◆ **BLOC DE TEXTE**
'''

Enfant déjà, j’ai toujours aimé jouer (et surtout gagner, j’avoue), mais comme tout grand dyslexique je n’ai jamais trop pris mon pied en parcourant les livrets de règles, j’avais la flemme de lire, puis de relire parce que j’avais forcément compris quelque chose de travers. Bref, pour que je joue à un jeu, il valait mieux me l’expliquer, et que ce soit rapide, pour ne pas perdre mon attention (ni celle de mon frère). Du coup, dans ma famille on jouait principalement à des jeux classiques, comme les Dames, les Dominos, le Puissance 4, le Backgammon, Yahtzee, Pictionnary et beaucoup aux cartes, pour la bonne et simple raison que c’était à peu près les seuls jeux qui avaient atteint la génération de mes parents et qu’ils étaient en mesure de me transmettre. La pomme ne tombant jamais loin de son arbre, vous remarquerez que la majorité des jeux cités ci-dessus sont des jeux à 2 et certains sont abstraits. J’avoue que mon éducation ludique peut sembler un peu maigre pour un geek moderne, mais elle a été suffisamment riche pour me donner le goût du jeu. Et puis je vous rassure, j’ai quand même un peu joué à Magic et beaucoup aux jeux vidéo. Finalement, c’est une chance pour moi d’avoir commencé à travailler dans la sphère ludique en ayant manqué quelques décennies d’actu car vu sous un autre angle, ça me donne beaucoup plus à découvrir. Plutôt pratique, quand on passe un week-end sur deux en festival de jeux.

'''

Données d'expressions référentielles
'''

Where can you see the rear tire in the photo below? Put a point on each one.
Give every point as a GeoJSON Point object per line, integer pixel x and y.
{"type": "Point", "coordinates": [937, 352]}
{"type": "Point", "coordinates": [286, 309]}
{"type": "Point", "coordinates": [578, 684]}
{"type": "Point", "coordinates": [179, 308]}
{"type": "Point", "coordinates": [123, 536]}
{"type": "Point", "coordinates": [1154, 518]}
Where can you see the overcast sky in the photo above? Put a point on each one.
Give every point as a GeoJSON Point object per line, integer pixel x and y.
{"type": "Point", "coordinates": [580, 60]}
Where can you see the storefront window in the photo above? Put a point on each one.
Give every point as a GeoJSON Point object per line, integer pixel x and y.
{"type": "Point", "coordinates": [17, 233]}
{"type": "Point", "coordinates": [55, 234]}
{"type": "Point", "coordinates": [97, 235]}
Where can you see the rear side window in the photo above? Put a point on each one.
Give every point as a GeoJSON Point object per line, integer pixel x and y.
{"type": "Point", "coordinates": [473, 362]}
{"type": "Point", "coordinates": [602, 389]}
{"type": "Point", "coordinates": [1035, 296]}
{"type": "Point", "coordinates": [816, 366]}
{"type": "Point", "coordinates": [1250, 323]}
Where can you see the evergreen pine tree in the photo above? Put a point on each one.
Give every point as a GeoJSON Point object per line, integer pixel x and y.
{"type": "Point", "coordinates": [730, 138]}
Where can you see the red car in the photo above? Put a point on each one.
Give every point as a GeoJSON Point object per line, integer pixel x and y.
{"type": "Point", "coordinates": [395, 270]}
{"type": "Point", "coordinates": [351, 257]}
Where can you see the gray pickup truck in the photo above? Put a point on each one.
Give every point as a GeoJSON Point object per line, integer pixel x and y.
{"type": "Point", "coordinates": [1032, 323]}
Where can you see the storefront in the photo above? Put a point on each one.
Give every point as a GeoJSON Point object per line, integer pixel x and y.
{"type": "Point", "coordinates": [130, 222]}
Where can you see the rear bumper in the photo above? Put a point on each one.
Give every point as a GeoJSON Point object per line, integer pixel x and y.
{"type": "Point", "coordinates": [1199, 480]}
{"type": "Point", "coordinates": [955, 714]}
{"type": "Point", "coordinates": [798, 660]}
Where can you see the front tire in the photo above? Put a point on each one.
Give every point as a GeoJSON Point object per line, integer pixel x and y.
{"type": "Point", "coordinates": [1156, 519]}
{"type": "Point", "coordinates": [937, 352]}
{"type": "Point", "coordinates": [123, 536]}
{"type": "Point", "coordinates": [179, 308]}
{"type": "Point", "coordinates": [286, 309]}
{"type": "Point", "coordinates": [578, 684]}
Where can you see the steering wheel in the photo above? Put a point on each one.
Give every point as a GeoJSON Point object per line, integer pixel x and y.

'''

◆ **CONSIGNE A**
D'après le bloc de texte, à quelle fréquence les week-ends se passent-ils en festival de jeux ?
◆ **CONSIGNE B**
Quels jeux classiques, écrits avec une majuscule, le bloc de texte cite-t-il comme ceux auxquels on jouait en famille ?

◆ **SOLUTION A**
Un week-end sur deux.

◆ **SOLUTION B**
Les Dames, les Dominos, le Puissance 4, le Backgammon, Yahtzee et Pictionnary.